TASK INSTRUCTIONS ::
A: According to the article about the 1q21.1 gene region, in how many cases were mutations in that region associated with retardation, autism, cataracts and facial deformities?
B: In the article about the 1q21.1 gene region, retype the stretch from "Rare cases of" through "autism, Mefford said.".
C: Extend the news article about the 1q21.1 gene region and brain development, beginning after its final sentence.

STUDY TEXT ::
Gene Region Linked to Mental Ills May Hold Brain Growth Clues

Rare cases of mental retardation were linked to a stretch of DNA that may hold clues to brain development as well as a variety of disorders, scientists said.
Mutations in a gene region called 1q21.1 were associated with 34 cases of retardation, autism, cataracts and facial deformities, said Heather Mefford, an assistant professor of pediatrics at the University of Washington School of Medicine in Seattle, who led a study that will be published tomorrow in the New England Journal of Medicine. Deletions and extra copies of the sequence were both linked to the illnesses, her group said.

Previous studies have tied the same gene region to cases of schizophrenia, the authors said. Further research may shed light on mysterious, incurable illnesses such as mental retardation and autism, Mefford said.

``Clearly, the genes in this region are important for normal brain development,'' she said in a telephone interview.

Each cell in the human body contains a full complement of DNA, a genetic code for making proteins that has about 6 billion individual chemical building blocks called bases. This human genome includes about 25,000 genes, and as many as half may play some role in the brain, said David Ledbetter, a professor of human genetics at Emory University in Atlanta, who wrote a commentary in the same journal.

New techniques of genetic analysis are helping scientists identify additional defects that cause retardation, more than half of which are still unexplained, he said.

RECORDS ::

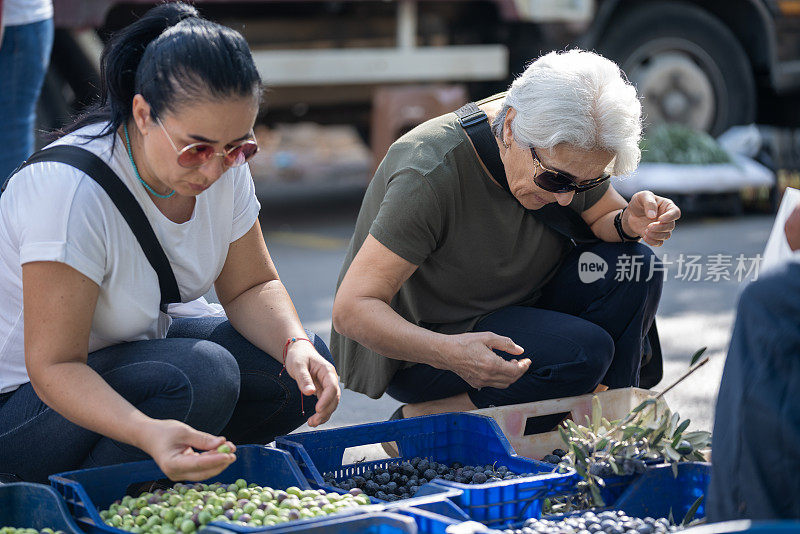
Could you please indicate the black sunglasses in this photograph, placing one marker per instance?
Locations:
(561, 182)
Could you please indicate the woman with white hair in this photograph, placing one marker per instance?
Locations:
(457, 293)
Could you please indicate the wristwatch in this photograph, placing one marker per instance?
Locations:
(618, 225)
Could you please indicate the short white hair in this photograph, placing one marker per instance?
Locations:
(580, 99)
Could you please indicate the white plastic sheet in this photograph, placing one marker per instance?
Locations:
(670, 178)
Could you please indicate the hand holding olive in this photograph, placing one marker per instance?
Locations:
(314, 376)
(172, 445)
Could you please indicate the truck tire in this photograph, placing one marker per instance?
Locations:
(688, 66)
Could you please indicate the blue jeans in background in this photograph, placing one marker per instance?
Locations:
(577, 336)
(204, 374)
(24, 57)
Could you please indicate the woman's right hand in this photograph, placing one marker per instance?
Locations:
(172, 443)
(471, 357)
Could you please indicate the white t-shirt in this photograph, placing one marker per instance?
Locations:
(54, 212)
(18, 12)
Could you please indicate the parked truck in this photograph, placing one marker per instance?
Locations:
(710, 64)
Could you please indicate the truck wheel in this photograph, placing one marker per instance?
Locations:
(686, 63)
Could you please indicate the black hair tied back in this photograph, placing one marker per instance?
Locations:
(171, 56)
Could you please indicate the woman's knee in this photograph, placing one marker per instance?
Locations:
(214, 370)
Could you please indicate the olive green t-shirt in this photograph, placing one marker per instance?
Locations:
(478, 250)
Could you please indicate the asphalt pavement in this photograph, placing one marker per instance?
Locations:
(706, 264)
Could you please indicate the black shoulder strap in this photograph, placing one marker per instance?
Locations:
(560, 219)
(127, 205)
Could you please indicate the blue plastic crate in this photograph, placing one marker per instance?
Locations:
(657, 492)
(87, 491)
(428, 522)
(28, 505)
(447, 438)
(369, 523)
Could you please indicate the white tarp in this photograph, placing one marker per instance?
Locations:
(671, 178)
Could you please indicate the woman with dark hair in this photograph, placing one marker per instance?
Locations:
(91, 373)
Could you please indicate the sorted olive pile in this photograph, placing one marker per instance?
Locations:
(186, 507)
(610, 522)
(402, 480)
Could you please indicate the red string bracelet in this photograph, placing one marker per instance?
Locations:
(285, 352)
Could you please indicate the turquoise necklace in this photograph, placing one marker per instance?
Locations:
(136, 170)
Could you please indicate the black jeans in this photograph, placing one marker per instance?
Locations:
(579, 334)
(204, 374)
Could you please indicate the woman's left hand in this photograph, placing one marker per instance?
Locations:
(650, 216)
(315, 376)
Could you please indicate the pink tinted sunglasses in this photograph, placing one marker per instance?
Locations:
(196, 154)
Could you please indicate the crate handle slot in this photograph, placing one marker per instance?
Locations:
(539, 424)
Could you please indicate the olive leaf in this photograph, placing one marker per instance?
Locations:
(692, 511)
(596, 495)
(671, 453)
(643, 405)
(563, 435)
(682, 427)
(597, 413)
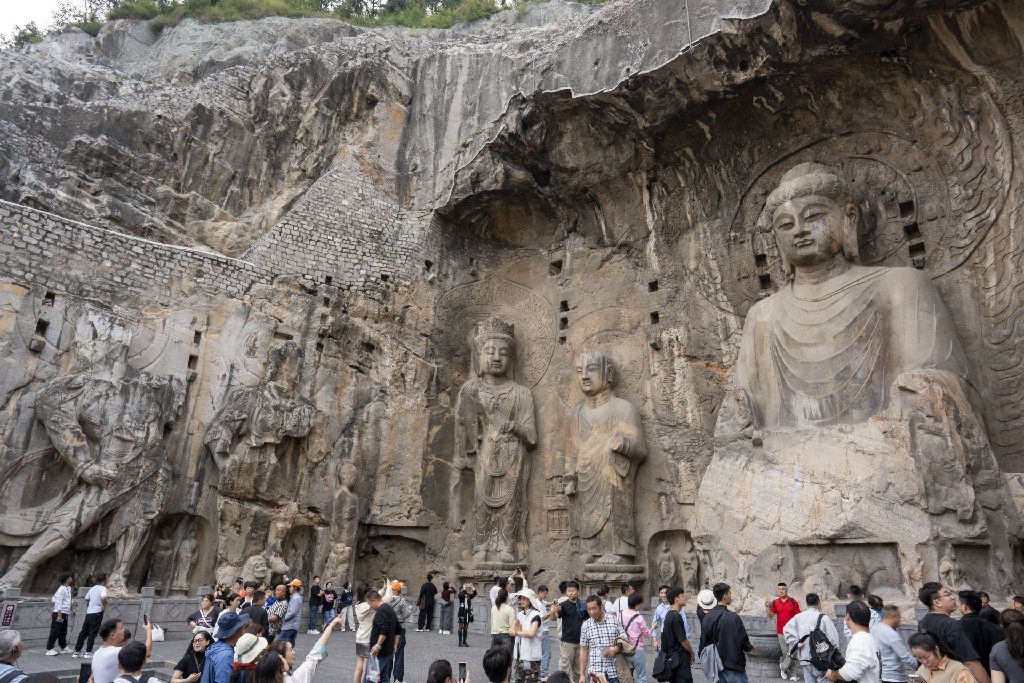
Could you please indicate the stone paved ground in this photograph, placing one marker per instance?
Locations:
(340, 665)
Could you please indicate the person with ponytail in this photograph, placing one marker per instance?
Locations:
(278, 666)
(1007, 658)
(938, 665)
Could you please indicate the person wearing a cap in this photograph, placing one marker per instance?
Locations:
(526, 652)
(293, 615)
(220, 655)
(706, 602)
(724, 628)
(675, 637)
(247, 651)
(384, 636)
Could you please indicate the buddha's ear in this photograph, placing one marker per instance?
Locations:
(851, 231)
(609, 373)
(786, 266)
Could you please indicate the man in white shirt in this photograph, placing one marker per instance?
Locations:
(801, 627)
(62, 608)
(623, 603)
(862, 658)
(897, 660)
(96, 603)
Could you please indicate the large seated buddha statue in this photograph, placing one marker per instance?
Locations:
(849, 421)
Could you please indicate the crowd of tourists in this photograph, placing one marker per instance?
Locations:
(247, 634)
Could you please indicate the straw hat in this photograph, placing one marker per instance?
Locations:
(249, 647)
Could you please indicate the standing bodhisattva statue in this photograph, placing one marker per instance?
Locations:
(495, 431)
(605, 445)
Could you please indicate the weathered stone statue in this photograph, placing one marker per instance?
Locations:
(605, 444)
(667, 571)
(183, 563)
(107, 421)
(246, 433)
(849, 421)
(495, 431)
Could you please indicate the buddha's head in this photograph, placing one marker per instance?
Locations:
(814, 217)
(285, 364)
(495, 346)
(596, 373)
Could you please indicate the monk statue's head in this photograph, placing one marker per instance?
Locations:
(814, 217)
(596, 373)
(495, 346)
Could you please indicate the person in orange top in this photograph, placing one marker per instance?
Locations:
(784, 608)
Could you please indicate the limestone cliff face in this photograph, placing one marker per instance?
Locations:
(595, 175)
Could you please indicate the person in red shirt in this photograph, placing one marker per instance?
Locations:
(784, 608)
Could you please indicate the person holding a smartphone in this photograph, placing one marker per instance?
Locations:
(937, 662)
(861, 652)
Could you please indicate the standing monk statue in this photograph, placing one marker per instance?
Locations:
(605, 446)
(495, 426)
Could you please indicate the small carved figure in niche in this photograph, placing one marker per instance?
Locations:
(162, 563)
(495, 431)
(107, 421)
(605, 445)
(950, 571)
(690, 565)
(254, 422)
(851, 381)
(667, 572)
(184, 561)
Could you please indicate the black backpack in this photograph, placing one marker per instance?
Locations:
(824, 654)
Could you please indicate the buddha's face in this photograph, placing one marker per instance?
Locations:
(590, 372)
(808, 229)
(495, 356)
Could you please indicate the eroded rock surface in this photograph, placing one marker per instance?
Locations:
(301, 223)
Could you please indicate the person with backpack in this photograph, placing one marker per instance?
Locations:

ACTIVITY ANSWERS ::
A: 34 cases.

B:
Rare cases of mental retardation were linked to a stretch of DNA that may hold clues to brain development as well as a variety of disorders, scientists said.
Mutations in a gene region called 1q21.1 were associated with 34 cases of retardation, autism, cataracts and facial deformities, said Heather Mefford, an assistant professor of pediatrics at the University of Washington School of Medicine in Seattle, who led a study that will be published tomorrow in the New England Journal of Medicine. Deletions and extra copies of the sequence were both linked to the illnesses, her group said.

Previous studies have tied the same gene region to cases of schizophrenia, the authors said. Further research may shed light on mysterious, incurable illnesses such as mental retardation and autism, Mefford said.

C:
`Plenty of Work'

``We still have plenty of work to do but sequencing technologies are evolving pretty rapidly,'' Ledbetter said yesterday in a telephone interview.

More than 40 years ago doctors found they could see large abnormalities under a microscope in DNA of patients with some forms of mental retardation, such as Down's syndrome.

Since then scientists have developed new techniques for finding smaller abnormalities. The latest advance, called comparative genomic hybridization, allows scientists to look for deletions or additions to a patient's genome that don't occur in those of the parents, Mefford said.

The 1q21.1 sequence involves about 1.4 million bases, and may hold eight or nine genes, Mefford said. Children who had the deletion were affected with varying severity of disease, and some parents who had the deletion were completely unaffected, the study said. That suggests that other genes may determine whether the deletion has a severe genetic effect, she said.